** Start of Information supplied **

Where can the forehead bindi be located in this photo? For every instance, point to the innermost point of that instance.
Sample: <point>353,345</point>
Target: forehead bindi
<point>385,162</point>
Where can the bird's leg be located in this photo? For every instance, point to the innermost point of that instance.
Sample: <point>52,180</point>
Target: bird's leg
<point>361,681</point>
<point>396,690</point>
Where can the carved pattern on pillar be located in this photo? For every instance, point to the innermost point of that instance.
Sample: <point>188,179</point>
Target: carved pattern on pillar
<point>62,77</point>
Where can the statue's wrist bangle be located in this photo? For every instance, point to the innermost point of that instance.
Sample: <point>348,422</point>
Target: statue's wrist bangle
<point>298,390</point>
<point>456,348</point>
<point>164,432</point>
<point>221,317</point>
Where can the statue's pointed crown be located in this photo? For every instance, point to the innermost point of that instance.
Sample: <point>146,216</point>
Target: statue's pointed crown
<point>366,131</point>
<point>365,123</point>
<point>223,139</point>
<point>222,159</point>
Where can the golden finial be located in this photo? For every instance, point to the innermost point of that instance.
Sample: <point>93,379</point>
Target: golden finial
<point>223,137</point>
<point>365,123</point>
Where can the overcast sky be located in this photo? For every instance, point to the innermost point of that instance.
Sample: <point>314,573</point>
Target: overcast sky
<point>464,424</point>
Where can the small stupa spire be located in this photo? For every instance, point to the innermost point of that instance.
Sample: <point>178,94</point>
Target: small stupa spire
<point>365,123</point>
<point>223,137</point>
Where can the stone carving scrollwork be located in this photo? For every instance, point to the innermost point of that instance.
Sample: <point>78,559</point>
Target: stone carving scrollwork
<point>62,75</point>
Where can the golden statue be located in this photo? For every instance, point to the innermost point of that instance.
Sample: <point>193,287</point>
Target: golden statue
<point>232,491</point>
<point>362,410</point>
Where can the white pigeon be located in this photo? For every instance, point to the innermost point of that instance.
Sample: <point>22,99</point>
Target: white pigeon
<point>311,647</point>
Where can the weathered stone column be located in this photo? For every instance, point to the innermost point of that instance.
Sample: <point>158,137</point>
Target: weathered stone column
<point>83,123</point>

** End of Information supplied **

## The problem
Rewrite all of the rows above as a numbered list, leaving out any blank lines.

## Response for this exercise
1. Where can the forehead bindi be located in this photo? For every instance, point to the innermost point of that instance.
2. Sample: <point>353,345</point>
3. Target: forehead bindi
4. <point>385,162</point>
5. Where can the bird's leg be located in this photo? For every instance, point to the innermost point of that instance.
6. Sample: <point>52,180</point>
7. Target: bird's leg
8. <point>361,681</point>
9. <point>396,690</point>
10. Where can the carved pattern on pillar be located in this photo? For every instance, point to the innermost point of that instance.
11. Sample: <point>188,179</point>
12. Target: carved pattern on pillar
13. <point>62,77</point>
14. Where can the statue's wrist bangle be located in this photo? For every instance, point to the innermost point of that instance.
15. Sample: <point>348,422</point>
16. Target: statue's wrist bangle
17. <point>298,390</point>
18. <point>456,348</point>
19. <point>164,432</point>
20. <point>221,317</point>
21. Where can the statue's pointed crown be located in this photo? For every instance, point to the innermost point of that instance.
22. Sample: <point>146,216</point>
23. Target: statue's pointed crown
24. <point>366,131</point>
25. <point>365,123</point>
26. <point>223,139</point>
27. <point>222,159</point>
28. Where can the golden finial be located in this photo? For every instance, point to the innermost point of that instance.
29. Sample: <point>93,379</point>
30. Target: golden finial
31. <point>223,137</point>
32. <point>365,123</point>
33. Where can the overcast sky be located in this photo? For every instance, point to the innermost point of that instance.
34. Sample: <point>314,573</point>
35. Target: overcast sky
36. <point>464,424</point>
37. Where can the small stupa spire be located in this photo? For every instance, point to the innermost point of that instance.
38. Sample: <point>178,94</point>
39. Target: small stupa spire
40. <point>365,123</point>
41. <point>223,137</point>
42. Where can the stone carving scrollwork be located in this photo? For every instance, point to the innermost point of that instance.
43. Sample: <point>78,559</point>
44. Target: stone carving scrollwork
45. <point>62,75</point>
46. Where can the golden statue be located in this photo? For every instance, point to the innermost point of that instance.
47. Sample: <point>193,287</point>
48. Target: golden statue
49. <point>232,491</point>
50. <point>362,410</point>
51. Where can the white pigeon be located in this photo? For every instance, point to the innermost point of that instance.
52. Sample: <point>22,99</point>
53. Target: white pigeon
54. <point>311,647</point>
55. Where can the weathered stone column be located in this photo? For every instance, point to the innermost point of that instance.
56. Sample: <point>158,137</point>
57. Target: weathered stone column
58. <point>83,123</point>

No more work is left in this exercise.